Sunday 28 July 2013

Two stories about the parochial

Two incidents in the past week have had me reflecting on the notion of parochiality. 


I have recently come across Japan being described as parochial, a designation that has startling accuracy in certain senses, even while its use is utterly secular. Or is it really secular? What a people identifies with and worships and how and where they do it surely informs the concept of 'the parish'. Ideally, the parish is the first home from home. It's an idea that makes me wistful and doubtless informs some of my admiration for Japan's great spirit of neighbourliness. Over the years I've learned that having a mono-cultural milieu makes neighbourliness much easier even while it tends to drive discrimination of various stripes into dark and impossible to access places. I suppose any group identity is vulnerable to its shadows, the parish no less than others . . .

The first incident concerns a species of parochiality that may well be frequently encountered in the small pockets of 'Anywheresville'. It's something that reminds me of the question of the relevance of certain kinds of knowledge. I remember reading many years ago about some kids in a rurally situated school doing poorly on some British standardised test; the point being that had they been asked about stuff that was relevant to them --sheep and wool, say, or planting or harvesting or husbandry-- they would have aced the questions and those in the 'centre' would have performed predictably poorly. Situatedness in learning promotes community and out of community arises a wealth of opportunity.

Point localization data:
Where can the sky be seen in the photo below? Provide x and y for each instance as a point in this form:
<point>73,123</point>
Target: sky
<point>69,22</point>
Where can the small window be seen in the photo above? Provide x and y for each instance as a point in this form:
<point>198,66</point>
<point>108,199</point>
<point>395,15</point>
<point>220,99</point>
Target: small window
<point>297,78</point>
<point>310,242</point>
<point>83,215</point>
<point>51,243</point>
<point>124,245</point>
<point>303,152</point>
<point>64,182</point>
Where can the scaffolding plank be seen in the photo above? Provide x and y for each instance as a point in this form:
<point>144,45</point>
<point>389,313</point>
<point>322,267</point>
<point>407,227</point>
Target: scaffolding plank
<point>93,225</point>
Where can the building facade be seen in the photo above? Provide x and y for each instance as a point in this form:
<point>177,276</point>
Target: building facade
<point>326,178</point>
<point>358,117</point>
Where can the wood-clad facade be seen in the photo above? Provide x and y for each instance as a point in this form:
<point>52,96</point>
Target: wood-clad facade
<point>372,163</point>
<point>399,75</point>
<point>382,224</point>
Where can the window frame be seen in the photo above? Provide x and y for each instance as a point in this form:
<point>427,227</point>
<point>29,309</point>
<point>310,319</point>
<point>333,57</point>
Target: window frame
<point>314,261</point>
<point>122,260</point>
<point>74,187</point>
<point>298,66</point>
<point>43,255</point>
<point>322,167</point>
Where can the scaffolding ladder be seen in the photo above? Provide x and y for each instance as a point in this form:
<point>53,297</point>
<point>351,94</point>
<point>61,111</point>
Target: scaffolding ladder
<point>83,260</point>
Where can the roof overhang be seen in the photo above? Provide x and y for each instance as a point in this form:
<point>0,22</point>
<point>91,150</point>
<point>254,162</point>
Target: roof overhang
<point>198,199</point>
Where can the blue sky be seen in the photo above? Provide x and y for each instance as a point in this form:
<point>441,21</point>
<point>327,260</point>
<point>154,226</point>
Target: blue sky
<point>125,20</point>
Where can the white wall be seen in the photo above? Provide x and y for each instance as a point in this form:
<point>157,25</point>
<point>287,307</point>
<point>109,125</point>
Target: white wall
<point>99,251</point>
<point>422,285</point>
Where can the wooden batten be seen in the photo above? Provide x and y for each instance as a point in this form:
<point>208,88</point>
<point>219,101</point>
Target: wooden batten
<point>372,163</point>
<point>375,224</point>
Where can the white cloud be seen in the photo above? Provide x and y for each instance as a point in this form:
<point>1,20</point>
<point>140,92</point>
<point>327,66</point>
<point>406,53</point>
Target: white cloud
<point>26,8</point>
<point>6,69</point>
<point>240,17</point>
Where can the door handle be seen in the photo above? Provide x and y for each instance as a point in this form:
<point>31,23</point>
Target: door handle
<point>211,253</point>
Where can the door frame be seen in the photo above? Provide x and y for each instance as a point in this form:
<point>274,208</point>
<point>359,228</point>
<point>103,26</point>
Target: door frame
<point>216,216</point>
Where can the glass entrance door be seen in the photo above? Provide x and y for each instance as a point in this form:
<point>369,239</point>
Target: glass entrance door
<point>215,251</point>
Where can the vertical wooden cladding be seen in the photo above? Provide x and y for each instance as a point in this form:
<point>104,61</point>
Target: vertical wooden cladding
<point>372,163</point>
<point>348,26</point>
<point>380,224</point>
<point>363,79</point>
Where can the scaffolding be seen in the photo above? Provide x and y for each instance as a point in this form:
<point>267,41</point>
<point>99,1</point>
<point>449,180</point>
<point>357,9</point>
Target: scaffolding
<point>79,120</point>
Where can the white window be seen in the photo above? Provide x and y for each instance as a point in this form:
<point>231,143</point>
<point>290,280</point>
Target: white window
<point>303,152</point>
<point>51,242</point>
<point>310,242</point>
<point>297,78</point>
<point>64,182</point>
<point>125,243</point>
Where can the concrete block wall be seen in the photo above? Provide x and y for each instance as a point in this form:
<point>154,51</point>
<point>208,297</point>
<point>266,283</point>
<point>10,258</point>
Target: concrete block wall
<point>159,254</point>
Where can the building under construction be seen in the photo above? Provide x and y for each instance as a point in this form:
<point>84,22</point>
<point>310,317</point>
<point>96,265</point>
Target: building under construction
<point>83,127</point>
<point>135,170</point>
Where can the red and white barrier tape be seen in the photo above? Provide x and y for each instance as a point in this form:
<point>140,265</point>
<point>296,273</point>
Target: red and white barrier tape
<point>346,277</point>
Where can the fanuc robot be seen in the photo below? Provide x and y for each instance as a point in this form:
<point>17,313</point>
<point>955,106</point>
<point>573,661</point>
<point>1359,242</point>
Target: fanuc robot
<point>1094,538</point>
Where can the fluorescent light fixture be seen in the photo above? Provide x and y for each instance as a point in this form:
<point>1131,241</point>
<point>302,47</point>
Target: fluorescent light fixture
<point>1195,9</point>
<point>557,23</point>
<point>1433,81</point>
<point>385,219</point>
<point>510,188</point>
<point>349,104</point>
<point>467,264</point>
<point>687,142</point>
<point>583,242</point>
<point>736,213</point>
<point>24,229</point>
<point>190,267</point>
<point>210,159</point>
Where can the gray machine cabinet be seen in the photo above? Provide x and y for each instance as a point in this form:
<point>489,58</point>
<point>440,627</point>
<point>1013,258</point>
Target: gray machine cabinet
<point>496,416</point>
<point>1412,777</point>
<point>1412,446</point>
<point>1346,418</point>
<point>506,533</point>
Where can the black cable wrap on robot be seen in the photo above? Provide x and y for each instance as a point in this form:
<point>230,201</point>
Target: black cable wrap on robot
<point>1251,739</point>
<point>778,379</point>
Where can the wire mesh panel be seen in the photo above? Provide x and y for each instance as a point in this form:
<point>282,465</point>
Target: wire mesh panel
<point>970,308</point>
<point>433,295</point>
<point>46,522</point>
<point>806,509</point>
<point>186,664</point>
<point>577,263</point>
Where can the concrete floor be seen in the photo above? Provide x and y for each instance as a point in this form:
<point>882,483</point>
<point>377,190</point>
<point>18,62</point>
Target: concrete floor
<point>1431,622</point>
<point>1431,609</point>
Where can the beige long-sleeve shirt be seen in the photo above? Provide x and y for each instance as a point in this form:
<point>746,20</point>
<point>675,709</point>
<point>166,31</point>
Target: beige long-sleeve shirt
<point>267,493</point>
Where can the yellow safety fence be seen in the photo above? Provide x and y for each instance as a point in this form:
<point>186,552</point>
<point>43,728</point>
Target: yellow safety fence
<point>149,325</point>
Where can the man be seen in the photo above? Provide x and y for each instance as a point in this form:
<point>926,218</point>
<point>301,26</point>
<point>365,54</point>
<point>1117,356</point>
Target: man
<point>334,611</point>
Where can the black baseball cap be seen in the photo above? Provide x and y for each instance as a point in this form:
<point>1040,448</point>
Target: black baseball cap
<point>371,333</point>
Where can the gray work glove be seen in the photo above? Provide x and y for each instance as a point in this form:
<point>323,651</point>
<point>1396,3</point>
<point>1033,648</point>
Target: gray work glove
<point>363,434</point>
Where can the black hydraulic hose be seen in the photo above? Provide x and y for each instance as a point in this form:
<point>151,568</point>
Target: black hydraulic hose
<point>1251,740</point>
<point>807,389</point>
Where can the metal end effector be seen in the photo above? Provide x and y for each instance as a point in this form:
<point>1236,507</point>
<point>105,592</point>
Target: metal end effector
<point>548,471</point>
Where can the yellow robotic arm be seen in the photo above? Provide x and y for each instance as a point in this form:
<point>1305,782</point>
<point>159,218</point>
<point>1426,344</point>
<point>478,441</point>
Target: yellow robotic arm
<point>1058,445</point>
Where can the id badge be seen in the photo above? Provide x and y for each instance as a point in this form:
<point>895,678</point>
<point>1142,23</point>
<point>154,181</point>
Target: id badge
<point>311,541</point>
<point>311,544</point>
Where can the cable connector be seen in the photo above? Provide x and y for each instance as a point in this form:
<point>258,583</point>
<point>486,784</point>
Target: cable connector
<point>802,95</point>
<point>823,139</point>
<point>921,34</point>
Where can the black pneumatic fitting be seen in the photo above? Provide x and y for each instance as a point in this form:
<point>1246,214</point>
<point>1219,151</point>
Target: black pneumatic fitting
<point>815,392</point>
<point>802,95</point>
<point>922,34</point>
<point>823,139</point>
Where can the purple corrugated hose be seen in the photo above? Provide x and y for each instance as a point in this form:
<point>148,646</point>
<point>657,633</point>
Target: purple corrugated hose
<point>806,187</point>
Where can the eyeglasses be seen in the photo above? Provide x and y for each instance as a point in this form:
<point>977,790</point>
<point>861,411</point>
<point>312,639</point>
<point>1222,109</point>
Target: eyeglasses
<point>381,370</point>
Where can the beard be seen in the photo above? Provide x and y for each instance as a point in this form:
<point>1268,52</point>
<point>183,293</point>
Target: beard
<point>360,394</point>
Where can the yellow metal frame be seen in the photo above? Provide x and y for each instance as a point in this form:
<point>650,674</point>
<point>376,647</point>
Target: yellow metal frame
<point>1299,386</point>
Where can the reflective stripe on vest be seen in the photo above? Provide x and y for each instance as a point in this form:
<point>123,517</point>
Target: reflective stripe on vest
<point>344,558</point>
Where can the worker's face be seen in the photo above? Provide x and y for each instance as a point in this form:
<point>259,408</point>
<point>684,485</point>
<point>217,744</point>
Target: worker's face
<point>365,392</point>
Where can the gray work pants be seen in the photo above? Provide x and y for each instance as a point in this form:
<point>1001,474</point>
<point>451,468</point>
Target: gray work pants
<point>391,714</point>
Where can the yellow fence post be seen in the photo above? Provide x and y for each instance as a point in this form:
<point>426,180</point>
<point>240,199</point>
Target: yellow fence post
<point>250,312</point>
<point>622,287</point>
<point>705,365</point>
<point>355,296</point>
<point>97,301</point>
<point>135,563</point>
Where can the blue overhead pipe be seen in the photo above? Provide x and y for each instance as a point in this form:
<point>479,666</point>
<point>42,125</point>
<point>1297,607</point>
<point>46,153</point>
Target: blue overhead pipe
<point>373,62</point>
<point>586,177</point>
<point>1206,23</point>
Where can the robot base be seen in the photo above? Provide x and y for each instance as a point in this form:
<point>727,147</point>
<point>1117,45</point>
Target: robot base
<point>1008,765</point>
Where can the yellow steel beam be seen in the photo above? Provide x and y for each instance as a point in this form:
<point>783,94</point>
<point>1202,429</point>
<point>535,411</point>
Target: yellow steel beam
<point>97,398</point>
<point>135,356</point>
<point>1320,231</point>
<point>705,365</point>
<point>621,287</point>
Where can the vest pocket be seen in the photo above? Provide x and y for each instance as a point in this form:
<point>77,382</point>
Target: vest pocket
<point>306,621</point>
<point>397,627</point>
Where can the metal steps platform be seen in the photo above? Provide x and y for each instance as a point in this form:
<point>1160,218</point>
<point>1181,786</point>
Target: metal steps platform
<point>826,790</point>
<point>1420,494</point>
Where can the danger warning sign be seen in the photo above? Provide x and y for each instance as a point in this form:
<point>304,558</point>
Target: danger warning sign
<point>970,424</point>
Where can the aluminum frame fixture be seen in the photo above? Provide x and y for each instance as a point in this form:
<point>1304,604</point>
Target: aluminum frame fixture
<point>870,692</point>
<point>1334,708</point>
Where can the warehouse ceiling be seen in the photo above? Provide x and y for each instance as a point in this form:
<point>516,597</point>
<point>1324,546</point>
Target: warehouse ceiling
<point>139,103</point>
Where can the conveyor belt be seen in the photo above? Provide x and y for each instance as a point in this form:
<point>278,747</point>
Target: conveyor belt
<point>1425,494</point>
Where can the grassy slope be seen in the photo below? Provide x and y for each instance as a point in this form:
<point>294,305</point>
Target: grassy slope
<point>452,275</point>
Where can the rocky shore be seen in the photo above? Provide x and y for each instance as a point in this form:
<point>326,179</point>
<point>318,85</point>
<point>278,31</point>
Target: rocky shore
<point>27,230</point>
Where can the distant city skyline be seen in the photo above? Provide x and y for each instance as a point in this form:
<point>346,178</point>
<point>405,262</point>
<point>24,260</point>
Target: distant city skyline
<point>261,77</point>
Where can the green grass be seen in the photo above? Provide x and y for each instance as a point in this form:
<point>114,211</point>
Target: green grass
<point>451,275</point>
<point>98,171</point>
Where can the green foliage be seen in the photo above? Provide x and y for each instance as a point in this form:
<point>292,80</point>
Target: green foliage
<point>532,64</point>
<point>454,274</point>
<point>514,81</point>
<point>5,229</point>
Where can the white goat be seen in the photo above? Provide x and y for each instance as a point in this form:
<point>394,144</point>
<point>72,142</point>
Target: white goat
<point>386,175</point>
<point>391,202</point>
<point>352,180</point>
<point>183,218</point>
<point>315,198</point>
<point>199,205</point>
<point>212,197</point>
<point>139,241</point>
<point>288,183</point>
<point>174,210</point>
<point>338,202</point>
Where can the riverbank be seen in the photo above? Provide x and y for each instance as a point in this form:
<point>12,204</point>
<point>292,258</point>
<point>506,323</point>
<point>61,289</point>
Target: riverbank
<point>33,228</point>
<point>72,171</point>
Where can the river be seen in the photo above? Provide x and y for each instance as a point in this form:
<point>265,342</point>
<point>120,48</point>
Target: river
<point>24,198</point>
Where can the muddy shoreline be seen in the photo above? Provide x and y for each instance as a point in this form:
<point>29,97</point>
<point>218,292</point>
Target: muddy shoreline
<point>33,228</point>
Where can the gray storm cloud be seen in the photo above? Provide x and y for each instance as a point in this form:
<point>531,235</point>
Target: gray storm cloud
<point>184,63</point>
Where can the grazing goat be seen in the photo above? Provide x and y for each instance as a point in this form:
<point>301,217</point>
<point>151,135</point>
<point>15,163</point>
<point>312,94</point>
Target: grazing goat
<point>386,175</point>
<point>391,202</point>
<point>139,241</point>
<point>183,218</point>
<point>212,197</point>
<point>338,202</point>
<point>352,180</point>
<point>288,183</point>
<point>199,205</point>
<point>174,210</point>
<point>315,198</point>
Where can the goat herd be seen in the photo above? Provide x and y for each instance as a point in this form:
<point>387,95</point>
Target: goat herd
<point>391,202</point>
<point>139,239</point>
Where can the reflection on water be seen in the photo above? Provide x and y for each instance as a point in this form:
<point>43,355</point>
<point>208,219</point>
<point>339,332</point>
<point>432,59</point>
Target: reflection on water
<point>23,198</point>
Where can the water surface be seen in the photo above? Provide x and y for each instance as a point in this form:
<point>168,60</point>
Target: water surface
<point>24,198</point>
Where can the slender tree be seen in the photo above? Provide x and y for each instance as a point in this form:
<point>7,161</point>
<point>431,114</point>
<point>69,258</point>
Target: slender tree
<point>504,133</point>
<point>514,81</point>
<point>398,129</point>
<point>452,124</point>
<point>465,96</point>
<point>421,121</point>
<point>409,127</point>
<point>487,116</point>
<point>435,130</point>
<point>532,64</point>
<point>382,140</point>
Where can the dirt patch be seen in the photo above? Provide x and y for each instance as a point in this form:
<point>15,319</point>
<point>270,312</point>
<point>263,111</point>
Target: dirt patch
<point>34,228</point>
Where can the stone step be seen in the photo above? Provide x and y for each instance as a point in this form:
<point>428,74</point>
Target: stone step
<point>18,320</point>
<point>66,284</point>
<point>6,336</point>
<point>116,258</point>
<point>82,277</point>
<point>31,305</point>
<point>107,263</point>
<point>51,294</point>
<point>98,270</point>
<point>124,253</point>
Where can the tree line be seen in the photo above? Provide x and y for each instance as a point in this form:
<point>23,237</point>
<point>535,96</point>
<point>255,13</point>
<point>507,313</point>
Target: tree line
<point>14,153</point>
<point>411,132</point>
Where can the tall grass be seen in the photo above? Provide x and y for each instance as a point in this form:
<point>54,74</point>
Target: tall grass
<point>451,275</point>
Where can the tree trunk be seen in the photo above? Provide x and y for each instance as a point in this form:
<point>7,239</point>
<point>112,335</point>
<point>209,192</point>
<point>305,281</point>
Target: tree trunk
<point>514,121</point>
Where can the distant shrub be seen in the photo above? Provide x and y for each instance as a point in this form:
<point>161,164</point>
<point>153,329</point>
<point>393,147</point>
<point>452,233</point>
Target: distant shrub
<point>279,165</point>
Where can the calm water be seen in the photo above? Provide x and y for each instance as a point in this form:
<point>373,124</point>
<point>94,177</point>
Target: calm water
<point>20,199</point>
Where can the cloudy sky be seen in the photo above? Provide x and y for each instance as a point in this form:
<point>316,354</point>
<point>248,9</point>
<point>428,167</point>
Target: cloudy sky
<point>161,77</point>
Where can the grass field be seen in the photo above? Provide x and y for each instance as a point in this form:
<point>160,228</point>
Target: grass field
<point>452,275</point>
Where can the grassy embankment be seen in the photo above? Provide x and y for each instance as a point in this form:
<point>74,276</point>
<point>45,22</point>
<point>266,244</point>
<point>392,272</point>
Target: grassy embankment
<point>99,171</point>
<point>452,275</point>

About this exercise:
Answer these questions about the post on parochiality above.
1. Which country does the writer say has recently been described as parochial?
2. According to the writer, what does a mono-cultural milieu make easier?
3. What did the kids at the rurally situated school do poorly on?

Task answer:
1. Japan.
2. Neighborliness.
3. A British standardized test.